- [EXERCISE AIM]
Count the lines in the entries below that contain the string "shorts". Reply with that number only.

++++ SUPPLIED MATERIAL

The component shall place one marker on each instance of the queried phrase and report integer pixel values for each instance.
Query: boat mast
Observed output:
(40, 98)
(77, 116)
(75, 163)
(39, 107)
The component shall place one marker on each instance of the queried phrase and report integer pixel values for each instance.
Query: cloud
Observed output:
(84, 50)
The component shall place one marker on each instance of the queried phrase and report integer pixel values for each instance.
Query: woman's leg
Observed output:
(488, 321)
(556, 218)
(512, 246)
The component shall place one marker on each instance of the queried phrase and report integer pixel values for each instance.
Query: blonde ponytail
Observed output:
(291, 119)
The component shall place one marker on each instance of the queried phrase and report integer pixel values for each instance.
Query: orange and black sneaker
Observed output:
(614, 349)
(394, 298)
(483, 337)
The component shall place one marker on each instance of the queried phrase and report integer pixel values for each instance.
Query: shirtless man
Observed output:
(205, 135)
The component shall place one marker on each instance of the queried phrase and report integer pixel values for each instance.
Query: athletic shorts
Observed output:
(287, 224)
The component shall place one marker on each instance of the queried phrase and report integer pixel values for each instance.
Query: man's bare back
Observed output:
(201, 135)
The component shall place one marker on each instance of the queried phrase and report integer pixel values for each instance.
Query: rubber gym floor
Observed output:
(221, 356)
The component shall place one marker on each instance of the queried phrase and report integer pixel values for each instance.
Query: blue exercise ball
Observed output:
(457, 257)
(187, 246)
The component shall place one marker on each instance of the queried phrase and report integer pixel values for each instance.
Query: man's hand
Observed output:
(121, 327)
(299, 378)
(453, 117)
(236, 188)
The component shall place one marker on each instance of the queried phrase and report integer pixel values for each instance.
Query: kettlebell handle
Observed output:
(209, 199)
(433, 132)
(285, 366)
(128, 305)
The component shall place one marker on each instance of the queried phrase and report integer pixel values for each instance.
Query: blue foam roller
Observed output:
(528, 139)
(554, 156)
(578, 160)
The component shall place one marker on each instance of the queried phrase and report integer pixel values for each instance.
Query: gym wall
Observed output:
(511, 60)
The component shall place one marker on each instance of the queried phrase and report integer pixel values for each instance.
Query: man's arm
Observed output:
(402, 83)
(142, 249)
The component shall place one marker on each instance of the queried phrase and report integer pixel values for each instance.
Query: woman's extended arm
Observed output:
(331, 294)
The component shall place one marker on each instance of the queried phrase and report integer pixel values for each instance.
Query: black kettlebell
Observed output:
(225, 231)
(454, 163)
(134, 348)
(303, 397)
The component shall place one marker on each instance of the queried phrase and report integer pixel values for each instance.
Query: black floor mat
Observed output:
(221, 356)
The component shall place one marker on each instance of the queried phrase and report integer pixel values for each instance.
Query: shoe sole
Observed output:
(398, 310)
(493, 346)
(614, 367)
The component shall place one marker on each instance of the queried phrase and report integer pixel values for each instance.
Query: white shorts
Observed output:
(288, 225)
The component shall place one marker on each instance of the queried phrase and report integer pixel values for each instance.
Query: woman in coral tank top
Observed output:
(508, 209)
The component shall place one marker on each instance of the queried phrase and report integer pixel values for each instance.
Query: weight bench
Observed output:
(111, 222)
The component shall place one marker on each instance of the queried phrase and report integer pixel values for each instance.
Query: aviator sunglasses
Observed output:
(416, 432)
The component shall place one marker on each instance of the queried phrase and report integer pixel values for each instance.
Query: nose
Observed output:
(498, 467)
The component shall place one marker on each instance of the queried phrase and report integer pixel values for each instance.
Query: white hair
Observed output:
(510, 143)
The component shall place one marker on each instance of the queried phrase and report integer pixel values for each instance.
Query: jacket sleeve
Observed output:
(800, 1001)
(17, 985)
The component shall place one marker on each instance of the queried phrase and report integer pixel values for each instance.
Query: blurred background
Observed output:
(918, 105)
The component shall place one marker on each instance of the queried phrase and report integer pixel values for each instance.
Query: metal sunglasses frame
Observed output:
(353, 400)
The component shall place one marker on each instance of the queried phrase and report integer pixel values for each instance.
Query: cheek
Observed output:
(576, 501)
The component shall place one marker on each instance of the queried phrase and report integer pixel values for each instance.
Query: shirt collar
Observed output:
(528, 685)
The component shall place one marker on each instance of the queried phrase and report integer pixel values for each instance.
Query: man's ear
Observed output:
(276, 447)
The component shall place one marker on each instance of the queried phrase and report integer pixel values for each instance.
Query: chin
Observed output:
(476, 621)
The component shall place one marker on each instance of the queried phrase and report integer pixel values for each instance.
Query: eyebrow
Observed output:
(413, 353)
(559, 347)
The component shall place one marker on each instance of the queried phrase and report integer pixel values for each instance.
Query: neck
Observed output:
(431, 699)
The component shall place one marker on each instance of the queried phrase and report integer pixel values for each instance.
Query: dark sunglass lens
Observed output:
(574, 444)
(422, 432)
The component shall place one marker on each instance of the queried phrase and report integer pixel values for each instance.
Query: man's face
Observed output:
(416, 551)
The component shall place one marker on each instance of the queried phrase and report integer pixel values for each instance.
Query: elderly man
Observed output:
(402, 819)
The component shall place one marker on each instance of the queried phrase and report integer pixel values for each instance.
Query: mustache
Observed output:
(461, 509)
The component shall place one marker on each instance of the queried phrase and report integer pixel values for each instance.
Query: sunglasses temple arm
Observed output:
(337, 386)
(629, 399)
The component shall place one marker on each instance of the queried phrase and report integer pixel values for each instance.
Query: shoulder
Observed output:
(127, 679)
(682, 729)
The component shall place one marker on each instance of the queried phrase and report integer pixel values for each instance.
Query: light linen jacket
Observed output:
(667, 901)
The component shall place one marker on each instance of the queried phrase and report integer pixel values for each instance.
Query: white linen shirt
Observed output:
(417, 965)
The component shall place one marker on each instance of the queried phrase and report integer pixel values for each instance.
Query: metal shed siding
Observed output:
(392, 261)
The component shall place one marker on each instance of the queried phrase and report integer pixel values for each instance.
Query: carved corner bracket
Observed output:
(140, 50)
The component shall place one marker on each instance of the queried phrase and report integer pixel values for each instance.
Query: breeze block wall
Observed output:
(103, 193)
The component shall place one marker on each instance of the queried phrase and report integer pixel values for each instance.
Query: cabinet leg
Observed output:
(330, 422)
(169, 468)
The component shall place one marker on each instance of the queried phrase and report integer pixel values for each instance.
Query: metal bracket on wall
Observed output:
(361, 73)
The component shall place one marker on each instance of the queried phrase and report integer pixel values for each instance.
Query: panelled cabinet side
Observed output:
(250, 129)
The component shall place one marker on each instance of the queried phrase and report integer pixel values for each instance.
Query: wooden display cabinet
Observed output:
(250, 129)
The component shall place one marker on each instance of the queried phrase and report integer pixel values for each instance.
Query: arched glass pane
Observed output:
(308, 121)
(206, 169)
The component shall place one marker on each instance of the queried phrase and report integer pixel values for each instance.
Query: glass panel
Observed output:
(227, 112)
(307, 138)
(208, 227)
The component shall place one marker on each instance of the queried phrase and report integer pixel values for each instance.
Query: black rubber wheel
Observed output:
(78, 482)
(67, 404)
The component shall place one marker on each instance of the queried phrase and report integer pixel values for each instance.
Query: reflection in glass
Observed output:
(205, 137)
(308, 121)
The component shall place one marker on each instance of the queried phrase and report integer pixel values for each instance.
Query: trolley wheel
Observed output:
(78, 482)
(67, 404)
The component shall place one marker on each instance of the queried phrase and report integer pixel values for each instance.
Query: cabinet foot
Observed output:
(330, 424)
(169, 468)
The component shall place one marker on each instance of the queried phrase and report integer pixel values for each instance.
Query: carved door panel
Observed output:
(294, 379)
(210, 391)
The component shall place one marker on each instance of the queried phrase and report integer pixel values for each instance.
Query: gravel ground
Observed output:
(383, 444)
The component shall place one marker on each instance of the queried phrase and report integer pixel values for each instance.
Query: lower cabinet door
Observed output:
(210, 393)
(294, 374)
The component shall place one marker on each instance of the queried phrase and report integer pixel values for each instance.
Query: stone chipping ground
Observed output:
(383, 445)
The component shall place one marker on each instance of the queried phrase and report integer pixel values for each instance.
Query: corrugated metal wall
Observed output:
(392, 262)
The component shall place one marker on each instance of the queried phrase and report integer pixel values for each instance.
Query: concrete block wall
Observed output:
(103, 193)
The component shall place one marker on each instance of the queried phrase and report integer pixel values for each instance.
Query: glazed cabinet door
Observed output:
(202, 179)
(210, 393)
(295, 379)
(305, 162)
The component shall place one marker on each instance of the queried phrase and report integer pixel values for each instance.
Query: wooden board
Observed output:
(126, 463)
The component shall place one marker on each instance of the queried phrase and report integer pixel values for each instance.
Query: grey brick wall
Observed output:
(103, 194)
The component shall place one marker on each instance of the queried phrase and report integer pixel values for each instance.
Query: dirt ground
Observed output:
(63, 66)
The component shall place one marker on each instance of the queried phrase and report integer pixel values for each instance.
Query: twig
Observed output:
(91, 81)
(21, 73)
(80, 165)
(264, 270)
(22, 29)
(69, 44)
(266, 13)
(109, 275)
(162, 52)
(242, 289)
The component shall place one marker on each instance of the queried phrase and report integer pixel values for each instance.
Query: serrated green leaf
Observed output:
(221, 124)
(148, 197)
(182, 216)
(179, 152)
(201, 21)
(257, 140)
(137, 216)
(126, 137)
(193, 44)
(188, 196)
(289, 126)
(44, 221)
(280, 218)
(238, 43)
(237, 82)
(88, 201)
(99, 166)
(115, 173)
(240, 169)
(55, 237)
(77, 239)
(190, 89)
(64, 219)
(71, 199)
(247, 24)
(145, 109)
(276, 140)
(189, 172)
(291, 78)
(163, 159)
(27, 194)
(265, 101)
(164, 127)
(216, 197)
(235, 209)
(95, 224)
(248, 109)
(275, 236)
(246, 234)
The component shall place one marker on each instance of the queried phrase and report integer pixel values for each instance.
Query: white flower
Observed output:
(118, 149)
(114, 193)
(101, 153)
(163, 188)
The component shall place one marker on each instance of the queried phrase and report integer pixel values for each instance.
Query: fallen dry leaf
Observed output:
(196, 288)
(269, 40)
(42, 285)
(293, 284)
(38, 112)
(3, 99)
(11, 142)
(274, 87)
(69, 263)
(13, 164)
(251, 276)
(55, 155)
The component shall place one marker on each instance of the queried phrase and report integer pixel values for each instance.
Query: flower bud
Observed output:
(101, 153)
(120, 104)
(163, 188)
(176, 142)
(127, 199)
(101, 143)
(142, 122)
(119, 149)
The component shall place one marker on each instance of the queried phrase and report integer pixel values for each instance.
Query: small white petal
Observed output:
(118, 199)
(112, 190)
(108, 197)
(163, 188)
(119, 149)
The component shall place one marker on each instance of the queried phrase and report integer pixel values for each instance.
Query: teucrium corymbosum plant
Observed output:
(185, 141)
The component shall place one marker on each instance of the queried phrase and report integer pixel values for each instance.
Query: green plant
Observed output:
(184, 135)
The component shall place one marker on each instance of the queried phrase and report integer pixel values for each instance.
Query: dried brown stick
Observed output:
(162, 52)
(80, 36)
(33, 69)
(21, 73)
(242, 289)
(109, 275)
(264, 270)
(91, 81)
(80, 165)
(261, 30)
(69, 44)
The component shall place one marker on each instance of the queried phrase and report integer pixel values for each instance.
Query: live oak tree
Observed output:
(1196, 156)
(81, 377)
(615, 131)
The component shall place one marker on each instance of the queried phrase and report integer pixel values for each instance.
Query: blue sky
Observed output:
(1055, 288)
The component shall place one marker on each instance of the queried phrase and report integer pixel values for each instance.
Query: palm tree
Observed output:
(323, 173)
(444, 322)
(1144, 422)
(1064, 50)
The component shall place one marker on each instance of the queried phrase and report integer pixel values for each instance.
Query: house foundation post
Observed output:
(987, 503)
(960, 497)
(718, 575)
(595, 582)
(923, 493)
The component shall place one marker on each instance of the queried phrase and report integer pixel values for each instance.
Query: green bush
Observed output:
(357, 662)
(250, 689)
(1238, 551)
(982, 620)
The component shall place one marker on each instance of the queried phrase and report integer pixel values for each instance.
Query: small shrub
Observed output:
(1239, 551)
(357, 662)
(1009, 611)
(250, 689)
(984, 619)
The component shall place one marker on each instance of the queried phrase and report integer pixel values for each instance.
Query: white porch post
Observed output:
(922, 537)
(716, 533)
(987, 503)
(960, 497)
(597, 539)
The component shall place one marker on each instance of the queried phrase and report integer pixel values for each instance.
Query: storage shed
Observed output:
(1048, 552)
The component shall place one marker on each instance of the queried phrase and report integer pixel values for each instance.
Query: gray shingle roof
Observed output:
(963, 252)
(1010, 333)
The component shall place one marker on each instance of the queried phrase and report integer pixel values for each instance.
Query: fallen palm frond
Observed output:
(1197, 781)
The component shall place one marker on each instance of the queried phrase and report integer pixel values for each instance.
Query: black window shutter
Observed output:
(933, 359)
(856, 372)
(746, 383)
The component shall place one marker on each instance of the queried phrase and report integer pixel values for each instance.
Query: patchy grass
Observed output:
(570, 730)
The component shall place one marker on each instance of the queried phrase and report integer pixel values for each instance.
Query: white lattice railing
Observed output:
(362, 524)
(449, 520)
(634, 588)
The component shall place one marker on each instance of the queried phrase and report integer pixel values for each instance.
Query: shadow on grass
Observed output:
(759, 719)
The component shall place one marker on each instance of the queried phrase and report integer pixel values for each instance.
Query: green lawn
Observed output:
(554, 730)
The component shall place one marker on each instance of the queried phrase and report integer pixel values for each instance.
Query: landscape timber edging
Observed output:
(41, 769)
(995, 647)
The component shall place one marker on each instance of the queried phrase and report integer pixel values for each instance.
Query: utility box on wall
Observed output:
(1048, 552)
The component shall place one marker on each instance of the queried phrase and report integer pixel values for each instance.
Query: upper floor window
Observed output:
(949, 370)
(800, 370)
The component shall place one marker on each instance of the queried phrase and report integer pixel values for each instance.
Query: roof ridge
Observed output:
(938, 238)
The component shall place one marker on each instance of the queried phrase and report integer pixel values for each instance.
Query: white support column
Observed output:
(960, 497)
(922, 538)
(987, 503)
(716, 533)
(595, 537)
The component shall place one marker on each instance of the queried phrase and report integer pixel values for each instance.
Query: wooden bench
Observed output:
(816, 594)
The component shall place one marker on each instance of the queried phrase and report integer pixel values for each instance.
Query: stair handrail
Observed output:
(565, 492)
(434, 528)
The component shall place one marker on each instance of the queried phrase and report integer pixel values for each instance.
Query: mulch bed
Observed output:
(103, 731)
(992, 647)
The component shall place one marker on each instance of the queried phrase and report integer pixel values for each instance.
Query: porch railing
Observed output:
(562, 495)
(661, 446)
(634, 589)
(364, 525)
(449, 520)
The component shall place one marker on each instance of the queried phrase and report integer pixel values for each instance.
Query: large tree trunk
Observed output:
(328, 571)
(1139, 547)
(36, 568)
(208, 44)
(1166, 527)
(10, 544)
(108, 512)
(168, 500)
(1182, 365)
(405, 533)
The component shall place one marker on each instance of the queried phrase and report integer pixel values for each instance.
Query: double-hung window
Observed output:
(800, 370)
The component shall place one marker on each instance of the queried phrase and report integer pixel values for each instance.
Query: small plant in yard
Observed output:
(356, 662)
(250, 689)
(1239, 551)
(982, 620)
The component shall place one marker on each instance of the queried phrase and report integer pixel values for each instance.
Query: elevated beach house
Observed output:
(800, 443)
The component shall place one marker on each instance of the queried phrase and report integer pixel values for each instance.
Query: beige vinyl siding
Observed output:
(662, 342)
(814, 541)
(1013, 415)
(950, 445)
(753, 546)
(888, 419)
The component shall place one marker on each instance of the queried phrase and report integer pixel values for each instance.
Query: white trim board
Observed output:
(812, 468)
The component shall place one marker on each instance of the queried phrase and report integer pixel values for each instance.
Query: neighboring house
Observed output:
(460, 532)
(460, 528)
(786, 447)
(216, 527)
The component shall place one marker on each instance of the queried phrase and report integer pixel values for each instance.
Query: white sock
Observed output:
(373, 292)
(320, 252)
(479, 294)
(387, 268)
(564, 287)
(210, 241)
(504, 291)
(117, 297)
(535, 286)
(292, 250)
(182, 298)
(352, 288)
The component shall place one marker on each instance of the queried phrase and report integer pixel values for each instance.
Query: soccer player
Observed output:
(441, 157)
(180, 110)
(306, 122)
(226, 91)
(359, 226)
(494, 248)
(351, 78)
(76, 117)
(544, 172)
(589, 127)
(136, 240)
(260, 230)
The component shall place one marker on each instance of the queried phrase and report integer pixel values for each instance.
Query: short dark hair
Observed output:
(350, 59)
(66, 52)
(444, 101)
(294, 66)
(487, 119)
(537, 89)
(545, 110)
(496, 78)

++++++++

- [ANSWER TO THIS EXERCISE]
2